▶ **Job**:
Below are some records; repeat them all exactly, minus the pictures.

▶ **Material for this task**:
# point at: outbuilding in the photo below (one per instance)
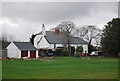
(21, 49)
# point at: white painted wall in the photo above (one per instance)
(13, 51)
(36, 39)
(43, 43)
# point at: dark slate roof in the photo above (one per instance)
(24, 46)
(53, 38)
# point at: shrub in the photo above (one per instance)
(79, 49)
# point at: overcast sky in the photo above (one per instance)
(22, 19)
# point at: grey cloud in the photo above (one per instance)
(29, 15)
(46, 12)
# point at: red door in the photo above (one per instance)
(24, 53)
(32, 54)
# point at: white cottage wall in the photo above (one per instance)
(37, 39)
(43, 43)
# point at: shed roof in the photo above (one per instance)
(24, 46)
(61, 38)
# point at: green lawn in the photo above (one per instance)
(63, 68)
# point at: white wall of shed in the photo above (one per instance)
(13, 51)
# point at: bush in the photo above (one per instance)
(79, 49)
(77, 55)
(64, 52)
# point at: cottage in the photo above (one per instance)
(21, 49)
(54, 39)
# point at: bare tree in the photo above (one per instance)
(7, 37)
(67, 29)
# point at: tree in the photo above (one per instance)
(32, 38)
(67, 29)
(7, 37)
(90, 34)
(111, 37)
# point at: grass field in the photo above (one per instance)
(61, 68)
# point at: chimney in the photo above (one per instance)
(43, 30)
(57, 31)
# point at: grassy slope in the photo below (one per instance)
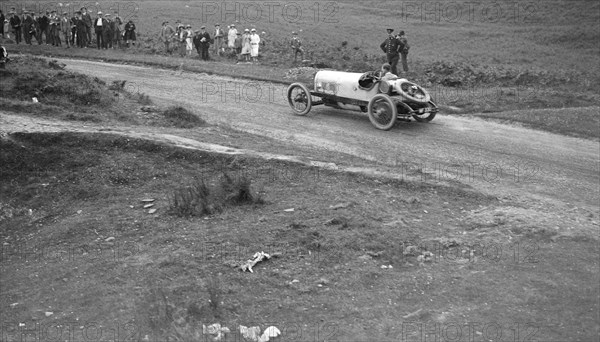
(548, 50)
(160, 271)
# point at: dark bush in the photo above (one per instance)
(182, 118)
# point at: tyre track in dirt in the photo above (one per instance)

▶ **Output of the task**:
# point at: outbuilding in the photo below (one per instance)
(21, 49)
# point at: white painted wall in the photo above (one per instance)
(13, 51)
(36, 39)
(43, 43)
# point at: dark slate roof in the photo above (one per instance)
(24, 46)
(53, 38)
# point at: shrub in the photo above (one per instance)
(79, 49)
# point at: overcast sky in the photo above (one per instance)
(22, 19)
# point at: grey cloud in the photo above (one per instance)
(29, 15)
(46, 12)
# point at: red door in the photo above (one per instance)
(24, 53)
(32, 54)
# point at: white cottage wall in the photo above (one per instance)
(37, 39)
(43, 43)
# point at: shed roof in the photo above (one per instance)
(24, 46)
(61, 38)
# point at: green lawn in the photo above (one per instance)
(63, 68)
# point at: white wall of shed in the photo above (one per instance)
(13, 51)
# point at: bush in the photo above (one per instance)
(79, 49)
(77, 55)
(64, 52)
# point at: cottage in the photo above (one per instance)
(21, 49)
(54, 39)
# point at: bare tree in the photo above (one per instance)
(7, 37)
(67, 29)
# point at: tree in the photo above (one per instance)
(32, 38)
(67, 29)
(7, 37)
(90, 34)
(111, 37)
# point at: grass field in the photo above (one per instance)
(61, 68)
# point at: chimney in the photo above (one per instance)
(43, 30)
(57, 31)
# point at: grassy slope in the photo below (one per instance)
(548, 50)
(160, 271)
# point at: dark bush in the photo above (one per instance)
(182, 118)
# point at: tyre track in dirt in the photo above (one per instance)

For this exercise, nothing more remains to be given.